• _DATA FOR ANALYSIS_

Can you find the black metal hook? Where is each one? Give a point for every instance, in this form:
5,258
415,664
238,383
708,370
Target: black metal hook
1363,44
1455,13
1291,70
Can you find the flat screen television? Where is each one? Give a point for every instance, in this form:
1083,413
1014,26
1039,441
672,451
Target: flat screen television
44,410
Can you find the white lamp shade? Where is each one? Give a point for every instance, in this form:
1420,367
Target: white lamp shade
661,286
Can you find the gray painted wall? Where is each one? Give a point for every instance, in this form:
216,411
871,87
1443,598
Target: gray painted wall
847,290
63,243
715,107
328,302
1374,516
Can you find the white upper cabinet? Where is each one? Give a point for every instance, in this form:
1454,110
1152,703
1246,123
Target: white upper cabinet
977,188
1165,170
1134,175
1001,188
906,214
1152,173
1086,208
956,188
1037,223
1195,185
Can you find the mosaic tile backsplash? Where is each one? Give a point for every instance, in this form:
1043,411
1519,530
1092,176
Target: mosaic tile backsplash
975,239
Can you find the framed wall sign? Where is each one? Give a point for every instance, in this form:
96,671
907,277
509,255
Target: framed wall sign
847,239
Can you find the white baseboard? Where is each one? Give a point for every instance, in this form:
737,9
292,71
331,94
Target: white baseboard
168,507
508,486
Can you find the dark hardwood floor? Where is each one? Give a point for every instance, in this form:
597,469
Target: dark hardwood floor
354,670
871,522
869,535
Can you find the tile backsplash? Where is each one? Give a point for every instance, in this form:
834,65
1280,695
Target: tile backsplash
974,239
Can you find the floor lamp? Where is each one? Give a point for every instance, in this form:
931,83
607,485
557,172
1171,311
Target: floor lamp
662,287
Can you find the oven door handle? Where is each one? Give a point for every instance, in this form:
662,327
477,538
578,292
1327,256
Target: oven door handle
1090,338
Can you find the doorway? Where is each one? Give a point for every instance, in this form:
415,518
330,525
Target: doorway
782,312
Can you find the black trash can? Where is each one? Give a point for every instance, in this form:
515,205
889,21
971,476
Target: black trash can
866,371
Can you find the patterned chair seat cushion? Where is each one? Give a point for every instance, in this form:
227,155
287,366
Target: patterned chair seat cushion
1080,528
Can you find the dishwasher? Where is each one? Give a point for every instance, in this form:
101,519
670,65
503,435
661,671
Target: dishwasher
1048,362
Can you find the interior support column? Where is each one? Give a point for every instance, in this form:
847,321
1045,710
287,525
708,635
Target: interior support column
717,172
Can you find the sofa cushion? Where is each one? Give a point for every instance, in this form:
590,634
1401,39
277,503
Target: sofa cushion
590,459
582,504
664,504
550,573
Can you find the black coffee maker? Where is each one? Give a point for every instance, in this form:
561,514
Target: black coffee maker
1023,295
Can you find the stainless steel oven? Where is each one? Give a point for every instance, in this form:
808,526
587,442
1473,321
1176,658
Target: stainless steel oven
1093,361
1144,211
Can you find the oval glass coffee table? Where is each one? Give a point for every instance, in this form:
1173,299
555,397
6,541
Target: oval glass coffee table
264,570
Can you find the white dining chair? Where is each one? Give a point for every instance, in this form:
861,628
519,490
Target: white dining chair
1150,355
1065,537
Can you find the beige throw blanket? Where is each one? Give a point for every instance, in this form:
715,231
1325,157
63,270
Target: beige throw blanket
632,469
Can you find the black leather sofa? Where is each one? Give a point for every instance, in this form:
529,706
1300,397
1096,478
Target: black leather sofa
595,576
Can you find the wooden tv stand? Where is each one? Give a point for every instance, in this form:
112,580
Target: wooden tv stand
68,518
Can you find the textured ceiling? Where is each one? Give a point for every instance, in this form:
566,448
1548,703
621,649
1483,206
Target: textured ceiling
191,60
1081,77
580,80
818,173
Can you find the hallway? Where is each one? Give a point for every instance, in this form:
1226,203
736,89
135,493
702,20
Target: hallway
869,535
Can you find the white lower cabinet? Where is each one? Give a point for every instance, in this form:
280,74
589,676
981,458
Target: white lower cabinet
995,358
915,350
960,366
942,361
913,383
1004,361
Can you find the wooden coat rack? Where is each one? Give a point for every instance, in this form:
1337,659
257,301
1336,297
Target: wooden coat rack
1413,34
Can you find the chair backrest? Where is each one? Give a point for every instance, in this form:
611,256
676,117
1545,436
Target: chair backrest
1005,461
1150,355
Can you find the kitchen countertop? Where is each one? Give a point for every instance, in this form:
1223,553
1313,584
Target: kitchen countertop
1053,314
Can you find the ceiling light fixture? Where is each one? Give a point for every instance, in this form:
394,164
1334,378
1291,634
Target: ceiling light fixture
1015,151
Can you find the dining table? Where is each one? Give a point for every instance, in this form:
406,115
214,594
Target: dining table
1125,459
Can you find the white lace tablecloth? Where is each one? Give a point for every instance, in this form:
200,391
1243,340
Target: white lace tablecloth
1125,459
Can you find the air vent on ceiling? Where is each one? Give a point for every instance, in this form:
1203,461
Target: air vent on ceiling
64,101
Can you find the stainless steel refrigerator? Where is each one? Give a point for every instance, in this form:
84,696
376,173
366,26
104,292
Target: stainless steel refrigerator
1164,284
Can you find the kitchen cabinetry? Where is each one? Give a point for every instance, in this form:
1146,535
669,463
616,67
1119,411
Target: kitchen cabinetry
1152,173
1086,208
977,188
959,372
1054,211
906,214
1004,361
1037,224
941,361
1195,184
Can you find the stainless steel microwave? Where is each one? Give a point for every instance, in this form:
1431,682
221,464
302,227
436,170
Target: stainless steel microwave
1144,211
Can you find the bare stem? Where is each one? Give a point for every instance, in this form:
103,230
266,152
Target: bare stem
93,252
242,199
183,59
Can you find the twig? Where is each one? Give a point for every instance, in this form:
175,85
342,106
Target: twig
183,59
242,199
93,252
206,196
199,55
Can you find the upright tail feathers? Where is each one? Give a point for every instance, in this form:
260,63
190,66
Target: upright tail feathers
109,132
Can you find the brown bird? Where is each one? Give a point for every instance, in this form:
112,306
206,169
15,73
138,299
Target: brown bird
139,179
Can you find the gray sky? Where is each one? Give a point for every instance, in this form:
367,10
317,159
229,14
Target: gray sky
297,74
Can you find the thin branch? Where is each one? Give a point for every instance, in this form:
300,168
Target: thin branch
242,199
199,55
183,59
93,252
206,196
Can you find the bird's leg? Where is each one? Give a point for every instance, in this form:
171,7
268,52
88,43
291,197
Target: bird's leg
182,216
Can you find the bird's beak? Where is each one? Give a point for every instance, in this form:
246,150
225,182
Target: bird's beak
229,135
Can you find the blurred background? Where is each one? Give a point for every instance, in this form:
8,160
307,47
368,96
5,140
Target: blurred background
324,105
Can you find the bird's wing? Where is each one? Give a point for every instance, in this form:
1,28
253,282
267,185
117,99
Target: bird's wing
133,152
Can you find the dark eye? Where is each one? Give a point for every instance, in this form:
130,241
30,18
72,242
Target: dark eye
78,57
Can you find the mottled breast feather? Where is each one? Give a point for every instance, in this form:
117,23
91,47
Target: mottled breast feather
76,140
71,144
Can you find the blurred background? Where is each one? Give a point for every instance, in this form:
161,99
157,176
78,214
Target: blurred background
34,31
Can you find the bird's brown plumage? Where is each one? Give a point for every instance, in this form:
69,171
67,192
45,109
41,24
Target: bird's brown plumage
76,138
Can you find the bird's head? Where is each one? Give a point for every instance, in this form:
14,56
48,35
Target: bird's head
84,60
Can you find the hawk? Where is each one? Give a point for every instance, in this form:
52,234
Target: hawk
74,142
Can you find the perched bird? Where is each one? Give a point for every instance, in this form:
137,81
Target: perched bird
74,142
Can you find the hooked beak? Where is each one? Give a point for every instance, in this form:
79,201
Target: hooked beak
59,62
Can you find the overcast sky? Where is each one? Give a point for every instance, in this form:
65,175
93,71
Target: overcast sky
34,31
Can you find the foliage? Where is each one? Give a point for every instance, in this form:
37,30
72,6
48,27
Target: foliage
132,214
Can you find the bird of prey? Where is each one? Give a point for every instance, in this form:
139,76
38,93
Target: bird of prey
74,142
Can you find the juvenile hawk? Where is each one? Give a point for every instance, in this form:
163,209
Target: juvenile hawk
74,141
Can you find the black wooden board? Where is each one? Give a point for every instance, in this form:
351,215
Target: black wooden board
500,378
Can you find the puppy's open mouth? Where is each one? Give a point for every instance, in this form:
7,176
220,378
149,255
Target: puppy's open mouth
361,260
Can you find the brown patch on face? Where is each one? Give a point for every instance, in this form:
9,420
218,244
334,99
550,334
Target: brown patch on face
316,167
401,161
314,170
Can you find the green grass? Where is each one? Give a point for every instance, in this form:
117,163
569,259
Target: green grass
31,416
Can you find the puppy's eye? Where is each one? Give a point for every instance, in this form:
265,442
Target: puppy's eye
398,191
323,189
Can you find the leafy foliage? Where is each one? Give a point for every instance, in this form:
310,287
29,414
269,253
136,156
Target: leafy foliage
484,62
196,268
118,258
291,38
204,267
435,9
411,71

• _WORK TASK_
Repeat, with no changes, each line from the one with "Target: green grass" to the end of the listing, including both ends and nothing else.

• _RESULT OF THIS EXERCISE_
Target: green grass
31,416
Can you find the puppy's eye? Where is each one? Give a point for every instance, in this form:
265,442
Target: puppy's eye
398,191
323,189
Can you find the leafy foliage? Where is each one? Give a point for every instance, in this form:
310,287
29,414
269,253
136,156
Target: leafy foliage
484,62
196,268
118,258
291,38
204,267
435,9
411,71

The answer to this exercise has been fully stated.